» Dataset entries
- - -

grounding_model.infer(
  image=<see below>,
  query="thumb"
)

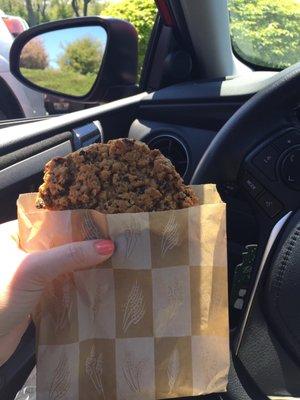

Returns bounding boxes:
[27,240,115,281]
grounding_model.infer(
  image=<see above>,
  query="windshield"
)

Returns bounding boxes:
[228,0,300,69]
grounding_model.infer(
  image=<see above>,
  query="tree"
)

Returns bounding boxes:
[58,36,103,75]
[20,38,49,69]
[229,0,300,68]
[101,0,157,70]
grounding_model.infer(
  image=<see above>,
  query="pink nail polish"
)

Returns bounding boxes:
[94,240,115,256]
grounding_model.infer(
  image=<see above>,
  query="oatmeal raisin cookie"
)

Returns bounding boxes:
[36,139,197,214]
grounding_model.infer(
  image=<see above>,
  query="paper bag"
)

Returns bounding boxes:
[18,185,229,400]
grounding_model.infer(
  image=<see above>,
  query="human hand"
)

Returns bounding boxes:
[0,221,114,365]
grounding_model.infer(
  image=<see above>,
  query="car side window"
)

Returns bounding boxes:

- - -

Please return every line of the rows above verbatim, leaving out the pictures.

grounding_model.infer(
  image=<see below>,
  query="thumb"
)


Returns bounding boxes:
[27,240,115,281]
grounding_model.infer(
  image=<see above>,
  query="windshield"
)

Returns bounding boxes:
[228,0,300,69]
grounding_model.infer(
  image=<see above>,
  query="tree"
)

Returns bounding boxes:
[58,36,103,75]
[20,38,49,69]
[229,0,300,68]
[101,0,157,70]
grounding_model.infer(
  image=<see above>,
  query="pink nail polish"
)

Returns bounding boxes:
[94,240,115,256]
grounding_model.infer(
  image=<see above>,
  query="oatmeal raisin cookie"
)

Returns bounding boxes:
[36,139,197,214]
grounding_model.infer(
  image=<see above>,
  query="paper bag"
)

Returns bounding boxes:
[18,185,229,400]
grounding_model.infer(
  image=<see above>,
  query="human hand"
)

Returns bounding boxes:
[0,221,114,365]
grounding_model.infer(
  image=<see above>,
  query="car side window"
)

Returns bounding boxes:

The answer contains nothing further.